**ROWS:**

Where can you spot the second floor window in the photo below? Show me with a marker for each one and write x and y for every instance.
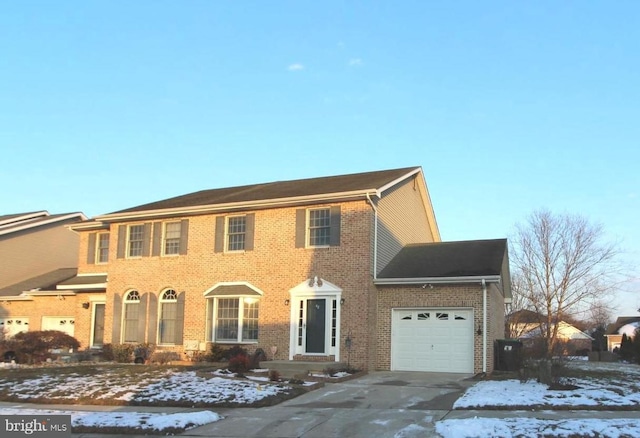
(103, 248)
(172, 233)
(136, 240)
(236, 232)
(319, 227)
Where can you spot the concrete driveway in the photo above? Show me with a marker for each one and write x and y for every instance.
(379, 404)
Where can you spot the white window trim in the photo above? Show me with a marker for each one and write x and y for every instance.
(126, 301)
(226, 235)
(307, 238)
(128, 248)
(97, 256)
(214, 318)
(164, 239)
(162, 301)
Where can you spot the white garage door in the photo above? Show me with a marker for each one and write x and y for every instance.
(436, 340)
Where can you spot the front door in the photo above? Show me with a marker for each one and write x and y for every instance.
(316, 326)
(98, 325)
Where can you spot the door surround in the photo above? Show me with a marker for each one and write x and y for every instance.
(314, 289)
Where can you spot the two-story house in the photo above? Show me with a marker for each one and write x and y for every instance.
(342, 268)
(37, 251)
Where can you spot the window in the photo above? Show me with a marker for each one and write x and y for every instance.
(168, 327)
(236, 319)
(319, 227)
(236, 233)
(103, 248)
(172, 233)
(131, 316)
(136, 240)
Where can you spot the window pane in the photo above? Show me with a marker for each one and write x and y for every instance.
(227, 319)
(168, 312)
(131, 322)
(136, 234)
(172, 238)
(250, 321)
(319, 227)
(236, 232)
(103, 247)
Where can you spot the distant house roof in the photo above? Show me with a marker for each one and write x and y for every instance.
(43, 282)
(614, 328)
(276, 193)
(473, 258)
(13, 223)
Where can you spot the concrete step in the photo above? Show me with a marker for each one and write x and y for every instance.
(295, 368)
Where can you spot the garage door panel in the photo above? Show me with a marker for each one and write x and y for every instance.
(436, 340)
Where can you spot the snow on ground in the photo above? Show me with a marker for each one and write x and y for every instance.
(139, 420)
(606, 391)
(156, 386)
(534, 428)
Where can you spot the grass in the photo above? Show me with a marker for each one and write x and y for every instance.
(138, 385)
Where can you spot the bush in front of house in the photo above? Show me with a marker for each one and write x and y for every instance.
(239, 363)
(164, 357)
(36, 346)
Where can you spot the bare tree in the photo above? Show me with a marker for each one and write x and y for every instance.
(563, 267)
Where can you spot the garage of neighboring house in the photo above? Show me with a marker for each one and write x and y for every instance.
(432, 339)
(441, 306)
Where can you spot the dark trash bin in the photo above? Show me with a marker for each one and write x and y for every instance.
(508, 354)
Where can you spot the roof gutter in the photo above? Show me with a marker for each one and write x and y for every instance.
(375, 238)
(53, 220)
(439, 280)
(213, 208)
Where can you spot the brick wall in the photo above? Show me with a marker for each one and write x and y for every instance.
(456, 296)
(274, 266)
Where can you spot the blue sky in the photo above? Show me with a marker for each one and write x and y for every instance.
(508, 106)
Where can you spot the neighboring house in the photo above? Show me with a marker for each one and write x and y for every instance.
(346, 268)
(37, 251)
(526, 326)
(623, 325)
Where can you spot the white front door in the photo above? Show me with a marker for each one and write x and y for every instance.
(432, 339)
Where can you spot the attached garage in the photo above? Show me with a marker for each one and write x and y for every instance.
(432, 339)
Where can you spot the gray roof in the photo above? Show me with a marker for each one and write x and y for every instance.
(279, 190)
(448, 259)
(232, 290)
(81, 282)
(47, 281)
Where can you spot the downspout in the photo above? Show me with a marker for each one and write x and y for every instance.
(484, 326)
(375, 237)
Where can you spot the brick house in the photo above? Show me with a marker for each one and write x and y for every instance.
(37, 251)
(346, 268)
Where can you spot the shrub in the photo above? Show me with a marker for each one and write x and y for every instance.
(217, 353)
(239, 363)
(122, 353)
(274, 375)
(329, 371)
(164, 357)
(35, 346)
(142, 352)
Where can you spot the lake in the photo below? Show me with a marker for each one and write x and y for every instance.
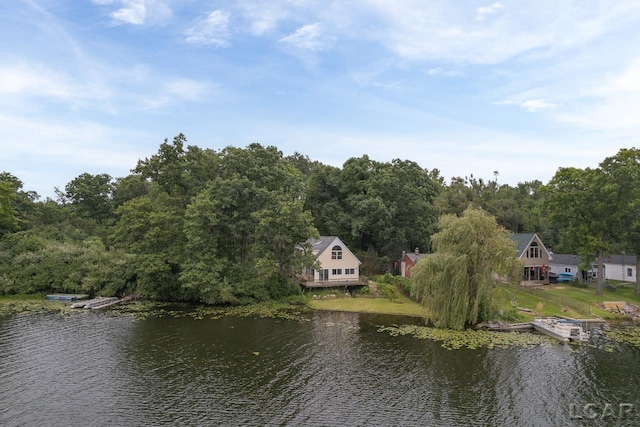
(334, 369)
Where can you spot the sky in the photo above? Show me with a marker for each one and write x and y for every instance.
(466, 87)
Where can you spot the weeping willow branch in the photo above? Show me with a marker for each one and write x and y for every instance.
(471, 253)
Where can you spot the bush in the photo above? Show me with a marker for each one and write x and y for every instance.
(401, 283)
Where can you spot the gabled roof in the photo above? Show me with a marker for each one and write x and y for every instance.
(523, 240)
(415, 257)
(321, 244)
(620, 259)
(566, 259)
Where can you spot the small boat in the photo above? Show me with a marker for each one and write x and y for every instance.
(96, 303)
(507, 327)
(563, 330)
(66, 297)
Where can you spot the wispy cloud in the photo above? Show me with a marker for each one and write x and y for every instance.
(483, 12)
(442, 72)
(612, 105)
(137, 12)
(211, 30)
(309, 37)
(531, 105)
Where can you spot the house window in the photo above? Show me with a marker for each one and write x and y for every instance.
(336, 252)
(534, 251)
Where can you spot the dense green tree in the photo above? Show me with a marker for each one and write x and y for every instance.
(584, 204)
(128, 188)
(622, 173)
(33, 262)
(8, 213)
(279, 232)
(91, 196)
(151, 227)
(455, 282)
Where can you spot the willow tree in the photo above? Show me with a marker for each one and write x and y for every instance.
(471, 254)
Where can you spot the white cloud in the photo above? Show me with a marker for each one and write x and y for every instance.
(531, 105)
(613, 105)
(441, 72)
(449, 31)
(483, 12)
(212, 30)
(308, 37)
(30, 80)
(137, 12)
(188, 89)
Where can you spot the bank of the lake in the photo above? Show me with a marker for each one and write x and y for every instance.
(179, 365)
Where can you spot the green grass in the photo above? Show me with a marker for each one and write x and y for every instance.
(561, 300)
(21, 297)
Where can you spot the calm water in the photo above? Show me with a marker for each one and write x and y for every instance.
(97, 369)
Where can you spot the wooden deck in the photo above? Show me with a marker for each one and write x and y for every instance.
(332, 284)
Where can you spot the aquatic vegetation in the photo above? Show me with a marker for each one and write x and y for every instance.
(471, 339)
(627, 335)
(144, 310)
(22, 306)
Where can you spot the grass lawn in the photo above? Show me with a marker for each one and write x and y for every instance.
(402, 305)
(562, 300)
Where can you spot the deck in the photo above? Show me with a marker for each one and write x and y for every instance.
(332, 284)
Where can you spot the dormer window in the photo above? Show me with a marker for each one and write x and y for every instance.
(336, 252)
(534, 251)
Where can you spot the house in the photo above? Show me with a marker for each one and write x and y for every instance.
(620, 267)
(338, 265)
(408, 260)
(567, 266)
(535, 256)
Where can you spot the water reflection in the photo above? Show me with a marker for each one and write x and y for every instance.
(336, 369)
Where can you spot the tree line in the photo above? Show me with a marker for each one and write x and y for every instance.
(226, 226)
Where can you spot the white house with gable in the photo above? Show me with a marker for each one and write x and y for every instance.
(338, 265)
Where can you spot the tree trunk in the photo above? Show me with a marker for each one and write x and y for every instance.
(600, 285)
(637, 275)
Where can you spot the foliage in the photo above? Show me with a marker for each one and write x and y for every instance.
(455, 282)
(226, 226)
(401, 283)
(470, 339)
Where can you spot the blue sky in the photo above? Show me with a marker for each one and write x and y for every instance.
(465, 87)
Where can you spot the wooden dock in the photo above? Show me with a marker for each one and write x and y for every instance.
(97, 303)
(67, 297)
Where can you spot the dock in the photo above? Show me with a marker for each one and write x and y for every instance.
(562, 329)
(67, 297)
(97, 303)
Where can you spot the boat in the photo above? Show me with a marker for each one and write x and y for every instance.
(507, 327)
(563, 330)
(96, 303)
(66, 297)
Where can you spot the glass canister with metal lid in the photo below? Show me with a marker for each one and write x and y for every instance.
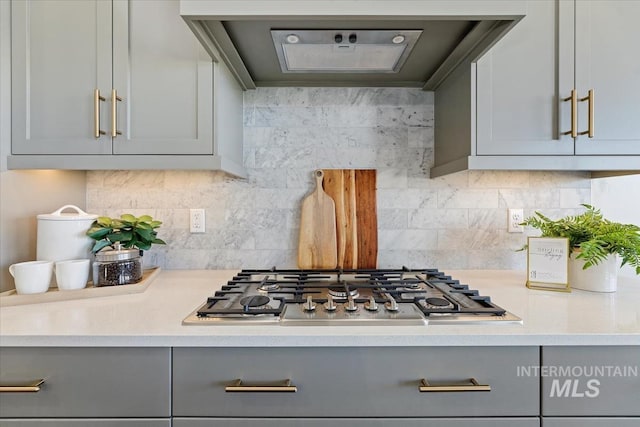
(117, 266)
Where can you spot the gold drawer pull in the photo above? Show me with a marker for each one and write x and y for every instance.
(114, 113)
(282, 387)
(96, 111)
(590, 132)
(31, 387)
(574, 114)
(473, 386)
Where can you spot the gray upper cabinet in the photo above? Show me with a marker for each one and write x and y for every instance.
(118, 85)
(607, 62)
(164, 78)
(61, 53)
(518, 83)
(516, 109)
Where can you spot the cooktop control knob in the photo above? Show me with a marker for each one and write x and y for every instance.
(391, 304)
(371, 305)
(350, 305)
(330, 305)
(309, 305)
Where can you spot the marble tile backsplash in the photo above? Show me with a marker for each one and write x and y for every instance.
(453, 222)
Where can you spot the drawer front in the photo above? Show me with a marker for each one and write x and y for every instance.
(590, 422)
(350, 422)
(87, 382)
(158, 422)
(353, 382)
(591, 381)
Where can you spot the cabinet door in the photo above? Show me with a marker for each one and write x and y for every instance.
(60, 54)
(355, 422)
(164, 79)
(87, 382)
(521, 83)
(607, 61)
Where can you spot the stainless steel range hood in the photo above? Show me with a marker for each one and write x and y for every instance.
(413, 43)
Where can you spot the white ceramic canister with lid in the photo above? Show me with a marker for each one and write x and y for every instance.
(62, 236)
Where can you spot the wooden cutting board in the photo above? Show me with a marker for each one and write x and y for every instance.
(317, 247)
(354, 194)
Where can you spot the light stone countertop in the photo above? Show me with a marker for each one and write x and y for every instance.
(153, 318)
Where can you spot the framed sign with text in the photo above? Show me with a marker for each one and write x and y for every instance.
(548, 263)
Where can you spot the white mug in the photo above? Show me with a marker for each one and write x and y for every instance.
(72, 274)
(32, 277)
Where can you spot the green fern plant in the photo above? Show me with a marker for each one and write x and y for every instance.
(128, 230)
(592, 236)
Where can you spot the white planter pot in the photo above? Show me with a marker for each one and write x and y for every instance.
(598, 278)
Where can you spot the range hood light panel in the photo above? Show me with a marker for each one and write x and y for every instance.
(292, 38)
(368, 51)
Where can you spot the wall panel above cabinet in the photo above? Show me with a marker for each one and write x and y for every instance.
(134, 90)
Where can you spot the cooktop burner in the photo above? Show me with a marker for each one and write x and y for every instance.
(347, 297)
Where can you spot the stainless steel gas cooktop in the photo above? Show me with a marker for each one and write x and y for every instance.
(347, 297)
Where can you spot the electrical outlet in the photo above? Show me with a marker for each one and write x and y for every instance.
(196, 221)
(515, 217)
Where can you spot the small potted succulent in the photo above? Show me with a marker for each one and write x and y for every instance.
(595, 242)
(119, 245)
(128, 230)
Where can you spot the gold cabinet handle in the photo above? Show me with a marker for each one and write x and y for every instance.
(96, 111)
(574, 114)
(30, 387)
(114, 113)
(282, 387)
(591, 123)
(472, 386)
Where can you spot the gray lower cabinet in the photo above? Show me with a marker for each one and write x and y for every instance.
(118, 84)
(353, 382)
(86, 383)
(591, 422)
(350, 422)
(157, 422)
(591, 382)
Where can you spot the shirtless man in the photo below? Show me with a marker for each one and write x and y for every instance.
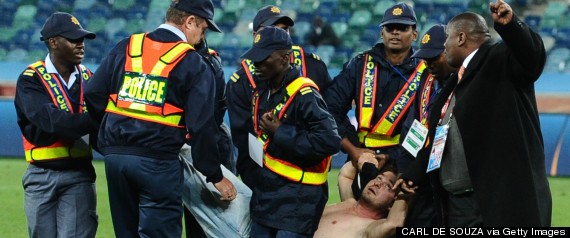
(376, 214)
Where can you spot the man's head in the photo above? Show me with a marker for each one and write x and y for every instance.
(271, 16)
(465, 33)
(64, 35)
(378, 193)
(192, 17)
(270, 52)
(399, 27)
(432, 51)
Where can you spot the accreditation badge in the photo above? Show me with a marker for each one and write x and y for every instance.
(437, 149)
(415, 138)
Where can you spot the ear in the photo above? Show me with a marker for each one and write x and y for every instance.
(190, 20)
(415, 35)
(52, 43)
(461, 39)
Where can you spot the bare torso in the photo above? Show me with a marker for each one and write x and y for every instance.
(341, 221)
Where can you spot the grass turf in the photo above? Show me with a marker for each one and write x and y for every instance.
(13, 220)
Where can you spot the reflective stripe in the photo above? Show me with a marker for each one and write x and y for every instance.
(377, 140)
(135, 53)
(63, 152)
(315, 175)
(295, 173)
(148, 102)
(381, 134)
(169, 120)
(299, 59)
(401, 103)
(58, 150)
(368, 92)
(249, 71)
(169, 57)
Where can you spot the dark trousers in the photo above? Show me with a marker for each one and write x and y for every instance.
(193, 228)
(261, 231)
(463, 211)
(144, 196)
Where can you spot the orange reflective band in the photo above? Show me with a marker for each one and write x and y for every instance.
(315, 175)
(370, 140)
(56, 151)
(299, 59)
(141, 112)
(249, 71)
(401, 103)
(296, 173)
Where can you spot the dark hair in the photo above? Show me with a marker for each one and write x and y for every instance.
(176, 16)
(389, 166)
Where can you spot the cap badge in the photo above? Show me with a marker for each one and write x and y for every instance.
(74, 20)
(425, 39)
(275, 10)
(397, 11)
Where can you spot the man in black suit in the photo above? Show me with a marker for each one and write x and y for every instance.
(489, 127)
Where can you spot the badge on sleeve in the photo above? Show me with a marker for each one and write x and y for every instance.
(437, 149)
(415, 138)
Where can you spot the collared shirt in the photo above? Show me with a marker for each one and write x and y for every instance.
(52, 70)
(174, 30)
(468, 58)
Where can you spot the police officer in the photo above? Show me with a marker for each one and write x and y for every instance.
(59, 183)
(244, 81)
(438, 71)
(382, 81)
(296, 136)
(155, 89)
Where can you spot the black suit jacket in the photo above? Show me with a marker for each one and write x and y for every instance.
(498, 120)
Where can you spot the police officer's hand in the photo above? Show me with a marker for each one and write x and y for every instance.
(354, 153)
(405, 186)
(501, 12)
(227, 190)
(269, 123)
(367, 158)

**WRITTEN INSTRUCTION:**
Find the line that contains "Where can you spot the police officer in" in the listing above. Retype it and every line after it up to the last, exactly, and nothing else.

**ANSWER TO THE TASK:**
Where can you spot the police officer in the photo above? Show me with a marker for each one and write x and y for every instance.
(59, 183)
(244, 81)
(438, 71)
(382, 81)
(296, 136)
(155, 89)
Where can you spot the black suit jacket in the photo above? Show me with a marker for each one and write x and y for every instance.
(498, 120)
Where can you spot the police officer's hand in the photo above? Show me with a marker for each one and write x and y for every instance.
(354, 153)
(405, 186)
(501, 12)
(227, 190)
(269, 123)
(367, 158)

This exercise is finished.